Text for analysis.
= Beginning of Section =
Use case Combine Page layout Placement Margin Quality
Wedding proofs (email-friendly) Single PDF Portrait Contained Narrow 70-75%
Print contact sheet Single PDF Landscape Contained Normal 80-85%
Portfolio (one image per page) Single PDF Portrait or Landscape Cover No margin 90-95%
Per-frame archive Individual PDFs Portrait Contained Narrow 75-80%
Client review (large preview) Single PDF Landscape Contained Moderate 80%
Newspaper / magazine submission Single PDF Portrait Contained Normal 90-100%

Frequently Asked Questions

Why merge CR3 to PDF instead of CR3 to JPG?
= End of Section =
Supplied data.
= Beginning of Section =
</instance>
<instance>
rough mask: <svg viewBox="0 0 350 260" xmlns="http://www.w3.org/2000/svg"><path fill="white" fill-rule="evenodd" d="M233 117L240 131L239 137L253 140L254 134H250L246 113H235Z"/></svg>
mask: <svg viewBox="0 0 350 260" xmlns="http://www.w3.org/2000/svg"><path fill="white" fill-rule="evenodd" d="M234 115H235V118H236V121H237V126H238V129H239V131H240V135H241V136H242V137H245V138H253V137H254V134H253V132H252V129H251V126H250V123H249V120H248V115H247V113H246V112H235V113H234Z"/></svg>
= End of Section =
Things to do.
1. Summarize the CR3-to-PDF guide in two sentences.
2. Reproduce the part of the CR3-to-PDF guide starting with "Use case Combine" and going on through "CR3 to JPG?".
3. What quality range does the CR3-to-PDF guide give for a portfolio with one image per page?
None of this work requires the listing.

Solutions for each task.
1. The CR3-to-PDF guide gives combine, page layout, placement, margin and quality settings for use cases such as wedding proofs, print contact sheets, portfolios, per-frame archives, client review and newspaper or magazine submission. Every case except the per-frame archive combines into a single PDF, and a Frequently Asked Questions section then begins by asking why to merge CR3 to PDF instead of CR3 to JPG.

2.
Use case Combine Page layout Placement Margin Quality
Wedding proofs (email-friendly) Single PDF Portrait Contained Narrow 70-75%
Print contact sheet Single PDF Landscape Contained Normal 80-85%
Portfolio (one image per page) Single PDF Portrait or Landscape Cover No margin 90-95%
Per-frame archive Individual PDFs Portrait Contained Narrow 75-80%
Client review (large preview) Single PDF Landscape Contained Moderate 80%
Newspaper / magazine submission Single PDF Portrait Contained Normal 90-100%

Frequently Asked Questions

Why merge CR3 to PDF instead of CR3 to JPG?

3. 90-95%